_Exercise objective_
Ignoring the pictures, repeat every entry below exactly as it appears.

_Data shown_
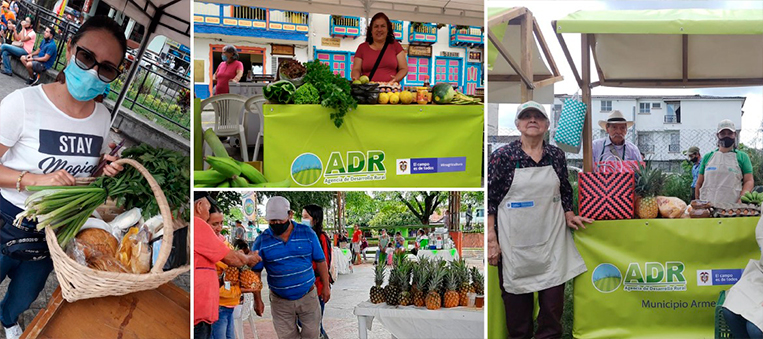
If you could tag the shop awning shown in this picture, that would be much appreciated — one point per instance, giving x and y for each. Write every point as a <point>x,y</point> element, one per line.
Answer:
<point>454,12</point>
<point>174,23</point>
<point>673,48</point>
<point>504,32</point>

_Output of the task_
If you could tag the shop awning shown in this picture, that would be much appreciated — one point per instance, giving x and y for each. Write every point as a <point>x,y</point> element, one per line.
Answer:
<point>454,12</point>
<point>174,23</point>
<point>673,48</point>
<point>504,32</point>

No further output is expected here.